TASK DESCRIPTION: Update the entries below by replacing "query" with "prompt" wherever it occurs, and leave everything else unchanged.
[START OF INFORMATION SHOWN]
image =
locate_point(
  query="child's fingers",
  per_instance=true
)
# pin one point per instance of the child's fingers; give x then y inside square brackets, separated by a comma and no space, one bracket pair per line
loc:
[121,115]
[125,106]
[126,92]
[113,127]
[END OF INFORMATION SHOWN]
COMPLETE ANSWER:
image =
locate_point(
  prompt="child's fingers",
  per_instance=true
)
# pin one point per instance of the child's fingers; give x then y inside square brackets, separated by a comma and no space, one bracket pair per line
loc:
[121,115]
[125,106]
[126,92]
[113,127]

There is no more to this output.